Problem details -
Copy the data exactly as it appears, and do not include any pictures.

Task material -
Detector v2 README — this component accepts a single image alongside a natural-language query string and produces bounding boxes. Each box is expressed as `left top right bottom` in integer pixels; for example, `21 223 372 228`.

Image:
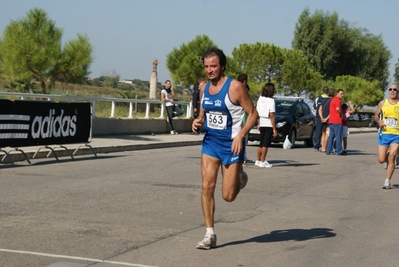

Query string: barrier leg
33 146 59 161
45 146 59 160
1 149 14 165
58 145 74 159
14 148 31 164
73 143 97 158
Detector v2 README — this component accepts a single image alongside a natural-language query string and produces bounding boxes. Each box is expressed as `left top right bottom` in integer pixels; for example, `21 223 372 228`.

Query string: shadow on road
271 162 320 167
217 228 336 248
0 154 124 168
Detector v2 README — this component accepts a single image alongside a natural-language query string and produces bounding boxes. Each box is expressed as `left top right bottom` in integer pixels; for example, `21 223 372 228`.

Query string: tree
103 75 120 88
232 43 284 83
0 8 93 94
232 42 284 95
356 31 391 90
292 9 340 79
292 8 391 90
52 34 93 84
280 48 323 96
332 75 383 107
394 60 399 84
166 35 216 88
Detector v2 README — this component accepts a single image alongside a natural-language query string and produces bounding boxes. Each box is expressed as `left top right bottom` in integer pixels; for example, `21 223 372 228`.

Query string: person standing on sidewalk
237 73 253 166
161 80 183 135
305 93 316 116
314 86 330 151
254 82 278 168
318 88 335 153
341 103 350 154
326 89 345 155
192 47 258 250
374 84 399 189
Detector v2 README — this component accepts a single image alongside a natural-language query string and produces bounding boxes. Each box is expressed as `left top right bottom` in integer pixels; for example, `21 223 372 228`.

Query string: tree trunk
27 82 34 94
40 80 46 94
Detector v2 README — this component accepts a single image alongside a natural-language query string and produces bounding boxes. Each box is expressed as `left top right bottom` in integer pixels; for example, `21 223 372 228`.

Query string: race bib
385 117 398 128
206 111 227 130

Result of the task -
Detector v2 README — this component accepts a single image alongside a natural-language query string and produces bounding boxes. Each box is expressed as `left top right bottom` in integer pixels; for example, `21 223 372 228`.

Image:

Query string: barrier leg
33 146 59 161
45 146 59 160
1 149 14 165
58 145 74 159
14 148 31 164
73 143 97 158
Detector v2 README — this component accepts a single image alongside a natural-language query string and produces bounding boxes. Each box is expressed as `left top right bottom` in integer pixels; for example, `21 223 372 228`.

Query string: shadow on road
271 162 320 167
217 228 336 248
0 154 124 168
Detector v2 README — this component accepts a single image alongside a natural-language query string and produces bounding boxes. Each box is expressed as `left top right bottom` in integer pixels; for example, `21 223 372 228`.

Query string: tree
103 75 120 88
232 43 284 83
0 8 93 94
232 42 284 95
356 31 391 90
292 9 340 79
292 8 391 90
52 34 93 84
280 48 323 96
332 75 383 107
394 60 399 84
166 35 216 88
Detector v2 README — this component accepts a single image alongside a natural-language query string and produces bounding boxes. Each box is expressed as `left top right bottom` in integer pixels; for example, `21 223 372 228`.

Query string: person standing on sidewalk
237 73 253 166
161 80 183 135
305 93 316 116
314 86 330 151
254 82 278 168
318 88 335 153
341 103 350 154
326 89 345 155
192 47 258 250
374 84 399 189
Detector v2 README — this component accepts a single image alongside a natural-language query string and produces bounding boxes. Each box is expressed as `left top right bottom` in integer pixels; for example, `21 223 372 228`.

Query string: tree trunk
27 82 34 94
40 80 46 94
Detector v2 README — this component accepts a single image alongside a natural-language query string and produces bounding boxes. Each box is expressed as `left top right bottom` in integer pixels; for example, `21 223 372 228`.

Query string: race bib
385 117 398 128
206 111 227 130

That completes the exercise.